• Source extract:
--- --- ---

I don't think anyone here condones puppymills. The atmosphere is comfortable and educative, so I'm staying. Hope things quiet down.

It WOULD be good if we could have a running banner or statement that cautions prospective Hav purchasers to find a reputable breeder or to direct them to HRI.


----------



## KSC (Aug 6, 2009)

luv2havs said:


> I really thought the discussion was over, and that those who wanted to leave, left. I never even noticed the search button.
> 
> I don't think anyone here condones puppymills. The atmosphere is comfortable and educative, so I'm staying. Hope things quiet down.
> 
> It WOULD be good if we could have a running banner or statement that cautions prospective Hav purchasers to find a reputable breeder or to direct them to HRI.


Couldn't agree more on two counts - I never noticed the search button and your idea about a banner is a really great productive idea to add to this discussion.

From my perspective I must say I *never* visit any website that also has ads and assume that the website owners and/or participants condone the ads...this is a society where information must be sifted. Everything on the internet is subject to scrutiny.

I honestly think it's naive to think that anyone coming here would think we condone puppy mills. It's ridiculous! This is a forum about Havanese and we love our dogs.

I learned about choosing the proper breeder from members...not from ads. That search engine would have done nothing to influence me one way or another.

Any buyer must beware of promises made on the internet. This forum is vital in keeping people informed of how to make smart decisions.

I'm staying. I like it here.


----------



## Missy (Nov 6, 2006)

I hate the ads too. But I think most people are savvy with google and know that the sites above the line are paid for. below the line you get directed to HF threads. I hate it, but the more you want from a site the more it has to pay for itself and be profitable to someone. I like watching TV but tune out the ads I have no interest in or object to. I enjoy my free e-mail account and tune out the the ads to the right of my inbox. This is all a part of the Wild, Wild, Web.

--- --- ---

• Collected material:
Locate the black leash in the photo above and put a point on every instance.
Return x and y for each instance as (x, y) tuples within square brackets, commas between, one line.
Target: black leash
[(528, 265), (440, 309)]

--- --- ---

• Stated problem A:
Reproduce everything in the Havanese forum thread from "Couldn't agree more" down to "make smart decisions.".
• Stated problem B:
Pick up the Havanese forum thread about site ads after its last sentence and keep it going.

• Exercise answer A:
Couldn't agree more on two counts - I never noticed the search button and your idea about a banner is a really great productive idea to add to this discussion.

From my perspective I must say I *never* visit any website that also has ads and assume that the website owners and/or participants condone the ads...this is a society where information must be sifted. Everything on the internet is subject to scrutiny.

I honestly think it's naive to think that anyone coming here would think we condone puppy mills. It's ridiculous! This is a forum about Havanese and we love our dogs.

I learned about choosing the proper breeder from members...not from ads. That search engine would have done nothing to influence me one way or another.

Any buyer must beware of promises made on the internet. This forum is vital in keeping people informed of how to make smart decisions.

• Exercise answer B:
personally, I left HF for a while, on principal, but you know what... I missed you guys... so I came back! A forum is the people who contribute not the people running it.


----------



## pjewel (Apr 11, 2007)

Missy said:


> I hate the ads too. But I think most people are savvy with google and know that the sites above the line are paid for. below the line you get directed to HF threads. I hate it, but the more you want from a site the more it has to pay for itself and be profitable to someone. I like watching TV but tune out the ads I have no interest in or object to. I enjoy my free e-mail account and tune out the the ads to the right of my inbox. This is all a part of the Wild, Wild, Web.
> 
> personally, I left HF for a while, on principal, but you know what... I missed you guys... so I came back! A forum is the people who contribute not the people running it.


Wow! You brought tears to my eyes.


----------



## Thumper (Feb 18, 2007)

Its a silly generalization that we would all condone abuse to animals, anyone that is here day in and day out and reads our advice and encouragement to the new members who continue to come on board everyday, knows that we do strive to educate, support and network with other havanese fanatics, so to speak. I am personally sickened by the mill ads, child porn, spousal abuse and the many terrible things that are out there in this world that hurt people, and animals, I do believe that we are all caring souls here....if we didn't care about our dogs, we wouldn't be here in the first place..

The sad truth is that if someone decides they want a puppy, they will likely go type 'puppy' into a major search engine (google, yahoo, etc.) and they will encounter these ads LONG before they find us, most of the time, they already have the lil' one in tow and are asking for housebreaking tips, the ones who are still courting the idea of a havanese, we share our thoughts, concerns and advice on breeder choice.

There are discussions behind the scenes, and we do have a common goal of keeping this a friendly, upbeat, educational and supportive forum..

I haven't seen admin on today, I suppose they may have taken a day off, but I'm sure Yung will respond to any pending pm's when he gets back.

Andra, I'm glad you spoke up.

Best~~
Kara


----------



## Kathie (Jul 31, 2008)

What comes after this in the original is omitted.